- WORK REQUIRED:
Reproduce exactly, from the data that follows, the line with "Target: corrugated metal wall", the line with "Target: hanging foliage", and every line that lies between them.
--- INPUT ---
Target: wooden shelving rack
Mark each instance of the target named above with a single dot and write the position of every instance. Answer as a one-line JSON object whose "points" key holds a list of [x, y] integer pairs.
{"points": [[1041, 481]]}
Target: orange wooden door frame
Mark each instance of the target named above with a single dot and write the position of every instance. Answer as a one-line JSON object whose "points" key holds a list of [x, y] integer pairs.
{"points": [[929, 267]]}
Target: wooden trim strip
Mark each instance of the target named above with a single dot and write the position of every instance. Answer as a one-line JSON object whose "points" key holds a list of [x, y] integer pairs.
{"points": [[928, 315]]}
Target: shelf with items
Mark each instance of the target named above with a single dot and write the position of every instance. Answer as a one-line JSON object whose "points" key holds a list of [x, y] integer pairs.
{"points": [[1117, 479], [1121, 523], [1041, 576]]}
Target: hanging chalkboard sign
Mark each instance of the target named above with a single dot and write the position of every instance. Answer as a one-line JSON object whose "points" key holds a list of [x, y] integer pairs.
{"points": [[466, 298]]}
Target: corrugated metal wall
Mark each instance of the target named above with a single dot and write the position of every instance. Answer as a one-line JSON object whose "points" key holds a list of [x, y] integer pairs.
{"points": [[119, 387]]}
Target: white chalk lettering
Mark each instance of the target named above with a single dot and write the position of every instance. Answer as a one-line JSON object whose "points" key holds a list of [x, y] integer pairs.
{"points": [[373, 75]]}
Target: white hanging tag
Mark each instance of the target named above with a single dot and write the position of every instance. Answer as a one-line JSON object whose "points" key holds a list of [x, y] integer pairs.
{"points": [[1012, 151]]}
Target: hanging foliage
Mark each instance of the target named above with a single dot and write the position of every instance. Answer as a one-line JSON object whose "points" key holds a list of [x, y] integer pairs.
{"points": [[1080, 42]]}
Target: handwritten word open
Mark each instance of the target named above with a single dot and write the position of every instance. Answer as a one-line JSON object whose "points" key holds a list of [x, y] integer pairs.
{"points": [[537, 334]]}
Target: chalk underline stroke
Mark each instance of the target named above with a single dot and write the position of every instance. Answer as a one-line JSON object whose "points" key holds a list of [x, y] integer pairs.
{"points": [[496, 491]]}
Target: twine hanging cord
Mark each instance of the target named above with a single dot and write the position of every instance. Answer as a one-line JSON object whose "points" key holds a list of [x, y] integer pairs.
---
- FINISHED EXERCISE:
Target: corrugated metal wall
Mark each instance of the target named above with a single dot and write the position of every instance. Answer as a one-line JSON object whose "points" key holds a list of [x, y] integer pairs.
{"points": [[119, 387]]}
Target: white chalk lettering
Mark each instance of the target named above with a single dot and write the position of every instance. Answer as a one-line JSON object whose "points" key holds a list of [x, y] integer pairs.
{"points": [[373, 75]]}
Target: white hanging tag
Mark each instance of the target named above with a single dot and write the position of every instance. Answer as a one-line JSON object whose "points" key holds a list of [x, y] integer pairs.
{"points": [[1012, 151]]}
Target: hanging foliage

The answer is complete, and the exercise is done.